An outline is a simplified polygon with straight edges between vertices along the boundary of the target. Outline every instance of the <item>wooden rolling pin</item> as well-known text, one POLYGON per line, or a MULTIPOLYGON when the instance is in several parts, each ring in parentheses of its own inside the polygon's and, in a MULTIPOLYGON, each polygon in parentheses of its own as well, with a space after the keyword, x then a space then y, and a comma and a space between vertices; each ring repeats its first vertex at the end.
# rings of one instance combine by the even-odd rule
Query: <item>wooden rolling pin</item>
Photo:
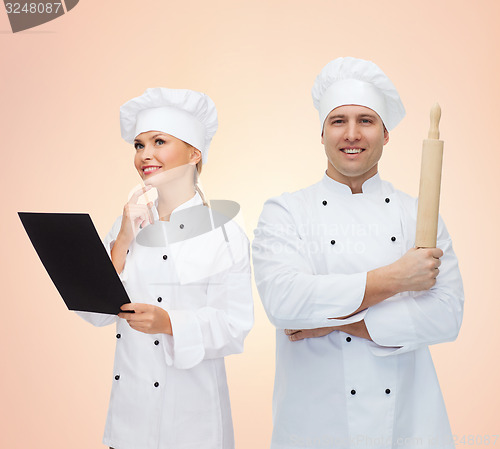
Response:
POLYGON ((415 236, 417 248, 436 247, 444 145, 444 142, 439 140, 440 118, 441 108, 436 103, 431 109, 429 137, 424 140, 422 145, 422 168, 415 236))

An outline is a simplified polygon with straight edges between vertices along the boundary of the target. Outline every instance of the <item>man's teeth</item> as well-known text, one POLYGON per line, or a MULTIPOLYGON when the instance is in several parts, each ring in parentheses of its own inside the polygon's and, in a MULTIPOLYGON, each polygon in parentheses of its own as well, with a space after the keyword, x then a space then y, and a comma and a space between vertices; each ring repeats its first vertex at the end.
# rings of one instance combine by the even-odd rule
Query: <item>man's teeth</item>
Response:
POLYGON ((363 150, 361 148, 343 148, 342 151, 347 154, 357 154, 361 153, 363 150))
POLYGON ((145 168, 143 171, 145 174, 151 173, 152 171, 158 170, 160 167, 148 167, 145 168))

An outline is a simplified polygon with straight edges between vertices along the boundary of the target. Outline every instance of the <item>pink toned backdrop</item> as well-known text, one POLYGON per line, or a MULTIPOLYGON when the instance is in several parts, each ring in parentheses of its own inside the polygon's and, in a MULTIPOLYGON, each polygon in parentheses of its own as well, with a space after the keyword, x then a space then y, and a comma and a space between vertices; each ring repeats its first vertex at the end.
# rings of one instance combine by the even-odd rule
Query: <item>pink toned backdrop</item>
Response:
MULTIPOLYGON (((326 62, 346 55, 377 62, 400 91, 408 114, 381 174, 410 194, 429 108, 442 106, 441 211, 467 303, 458 340, 432 353, 457 447, 485 446, 486 436, 493 446, 499 17, 497 0, 81 0, 12 34, 2 4, 0 447, 102 447, 115 343, 111 327, 65 309, 16 212, 89 212, 104 235, 137 182, 119 106, 146 87, 192 88, 219 110, 205 191, 238 201, 250 235, 265 199, 322 176, 310 89, 326 62)), ((245 353, 227 359, 238 449, 266 448, 271 433, 274 330, 257 294, 255 304, 245 353)))

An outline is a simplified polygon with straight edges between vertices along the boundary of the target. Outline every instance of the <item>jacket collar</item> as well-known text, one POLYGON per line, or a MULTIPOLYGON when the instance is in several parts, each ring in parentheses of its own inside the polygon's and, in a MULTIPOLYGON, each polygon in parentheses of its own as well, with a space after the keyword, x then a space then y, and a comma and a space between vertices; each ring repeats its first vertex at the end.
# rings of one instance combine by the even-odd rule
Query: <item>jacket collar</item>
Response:
MULTIPOLYGON (((330 192, 336 193, 337 195, 352 195, 351 188, 342 184, 341 182, 335 181, 330 178, 326 172, 321 180, 321 184, 330 192)), ((375 173, 371 178, 367 179, 361 188, 363 193, 378 193, 382 189, 382 180, 380 175, 375 173)))
MULTIPOLYGON (((186 202, 177 206, 170 214, 170 217, 172 217, 172 215, 174 215, 175 213, 177 213, 183 209, 187 209, 188 207, 199 206, 202 204, 203 204, 203 200, 201 199, 200 194, 198 192, 195 192, 194 196, 191 199, 189 199, 186 202)), ((155 221, 160 219, 160 217, 158 215, 157 207, 158 207, 158 200, 155 201, 155 207, 153 208, 153 217, 154 217, 155 221)))
POLYGON ((195 192, 194 196, 187 200, 185 203, 180 204, 177 206, 173 211, 171 215, 174 215, 176 212, 179 212, 183 209, 187 209, 188 207, 193 207, 193 206, 199 206, 200 204, 203 204, 203 201, 201 199, 201 196, 198 192, 195 192))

+ + + + +

**ACTIVITY:**
It would help to have the listing above repeated exactly, with all images removed.

**RESPONSE AREA:**
An outline is a simplified polygon with straight edges between vertices along the boundary of the target. Outline every instance of the <item>wooden rolling pin</item> as well-known text, one POLYGON per line, or a MULTIPOLYGON when the instance is in several parts, each ring in parentheses of its own inside the polygon's and, in a MULTIPOLYGON, each polygon in parentheses of its own as well, with a space after the keyword, x then a space then y, and a comma and a space between vertices; each ring repeats its first vertex at the end.
# rings of one instance combine by the even-odd rule
Query: <item>wooden rolling pin</item>
Photo:
Response:
POLYGON ((415 236, 417 248, 436 247, 444 145, 444 142, 439 140, 440 118, 441 108, 436 103, 431 109, 429 137, 424 140, 422 145, 422 168, 415 236))

An outline is a simplified polygon with straight edges between vertices along the boundary of the target. Outline every instance of the <item>man's teeth</item> as well-known text, one POLYGON per line, or a MULTIPOLYGON when the instance is in several parts, each ring in parentheses of its own inside the polygon's and, in a MULTIPOLYGON, each polygon in parentheses of its own as well, with a space after the keyword, x then a space then y, and a comma and a space between vertices; each ring repeats its first vertex at the end.
# rings of one instance combine by the even-odd rule
Query: <item>man's teeth</item>
Response:
POLYGON ((363 150, 361 148, 343 148, 342 151, 347 154, 357 154, 361 153, 363 150))
POLYGON ((145 168, 143 171, 145 174, 151 173, 152 171, 158 170, 160 167, 148 167, 145 168))

An outline is a simplified polygon with straight edges between vertices along the boundary of the target. Outline every instance of the <item>pink toned backdrop</item> as well-known text, one POLYGON per line, or a MULTIPOLYGON when the instance is in several parts, each ring in parentheses of its own inside the polygon's and, in a MULTIPOLYGON, each polygon in parentheses of its own as well, with a space after the keyword, x then a space then y, and a comma and a space between vertices; each ring repeats its first vertex at the end.
# rings of one instance combine by the even-odd rule
Query: <item>pink toned backdrop</item>
Response:
MULTIPOLYGON (((326 62, 346 55, 377 62, 400 91, 408 114, 381 174, 410 194, 429 108, 442 106, 441 211, 467 303, 458 340, 432 353, 457 447, 485 446, 486 436, 493 446, 499 17, 497 0, 81 0, 12 34, 2 4, 0 447, 102 447, 115 343, 111 327, 65 309, 16 212, 89 212, 104 235, 137 182, 119 106, 146 87, 192 88, 219 110, 205 191, 238 201, 250 235, 265 199, 322 176, 310 89, 326 62)), ((245 353, 227 359, 238 449, 266 448, 271 433, 274 330, 257 294, 255 304, 245 353)))

An outline is a simplified polygon with straight edges between vertices along the boundary of the target. Outline every instance of the <item>jacket collar</item> as well-known text, one POLYGON per line, or a MULTIPOLYGON when the instance is in several parts, each ring in parentheses of its own inside the polygon's and, in a MULTIPOLYGON, each polygon in parentheses of its own as well, with a space after the keyword, x then a space then y, and a comma and a space between vertices; each ring repeats its first vertex at the end.
# rings of one instance combine by the even-odd rule
Query: <item>jacket collar</item>
Response:
MULTIPOLYGON (((330 192, 336 193, 337 195, 352 195, 351 188, 342 184, 341 182, 335 181, 330 178, 326 172, 321 180, 321 184, 330 192)), ((375 173, 371 178, 367 179, 361 188, 363 193, 378 193, 382 189, 382 180, 380 175, 375 173)))
MULTIPOLYGON (((186 202, 177 206, 170 214, 170 217, 172 217, 172 215, 174 215, 175 213, 177 213, 183 209, 187 209, 188 207, 199 206, 202 204, 203 204, 203 200, 201 199, 200 194, 198 192, 195 192, 194 196, 191 199, 189 199, 186 202)), ((155 221, 160 219, 160 217, 158 215, 157 207, 158 207, 158 200, 155 201, 155 207, 153 208, 153 217, 154 217, 155 221)))
POLYGON ((195 192, 194 196, 187 200, 185 203, 180 204, 177 206, 173 211, 171 215, 174 215, 176 212, 179 212, 183 209, 187 209, 188 207, 193 207, 193 206, 199 206, 200 204, 203 204, 203 201, 201 199, 201 196, 198 192, 195 192))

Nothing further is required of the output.